TASK TO COMPLETE » Rewrite the material starting at the line containing "[point] front wheel" and ending at the line containing "Target: front wheel", putting "rear wheel" wherever "front wheel" appears and keeping everything else unchanged. Leave the picture out of your answer.

DATA »
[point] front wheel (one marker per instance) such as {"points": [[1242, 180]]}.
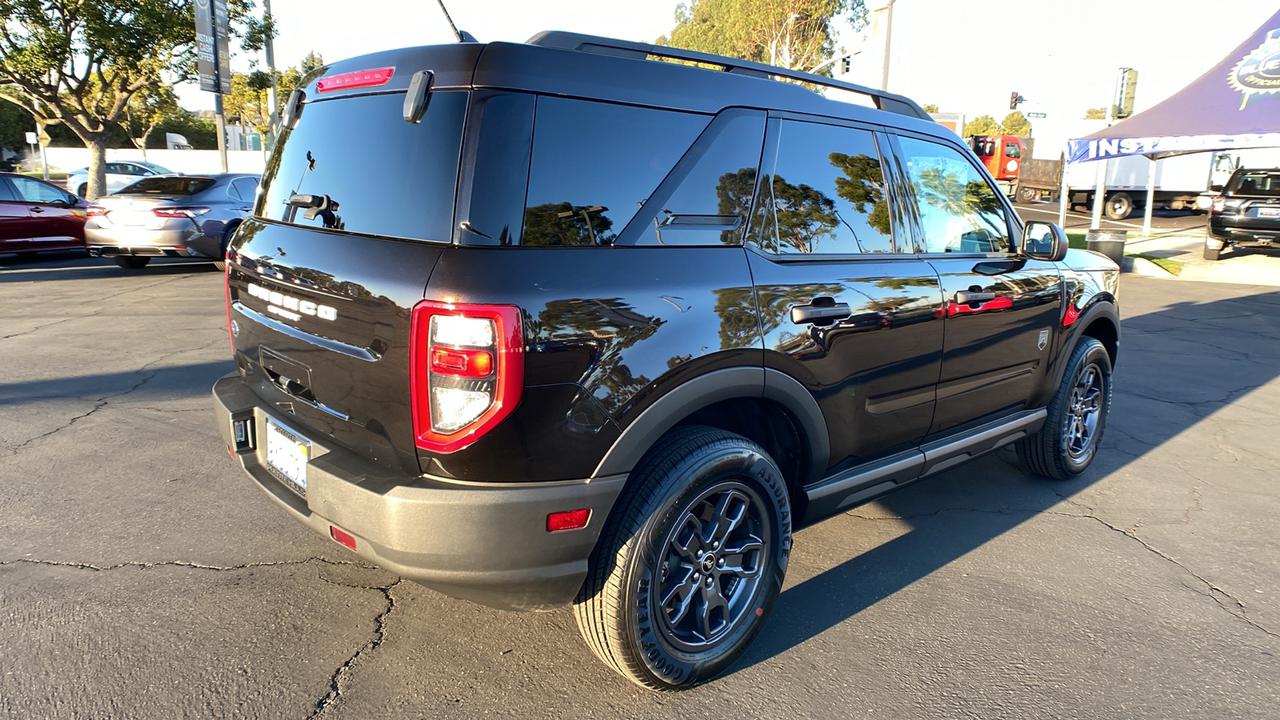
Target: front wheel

--

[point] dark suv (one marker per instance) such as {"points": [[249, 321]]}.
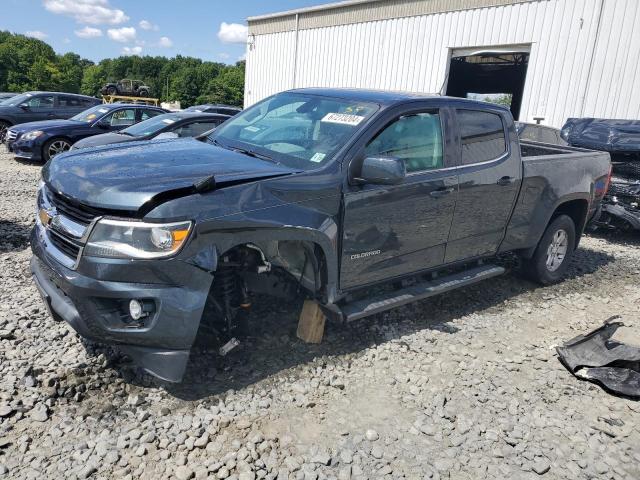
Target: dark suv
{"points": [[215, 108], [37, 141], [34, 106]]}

SOLVED PROBLEM »
[point] rear wheel (one marker per instance) such as {"points": [[1242, 180]]}.
Target: rear wheel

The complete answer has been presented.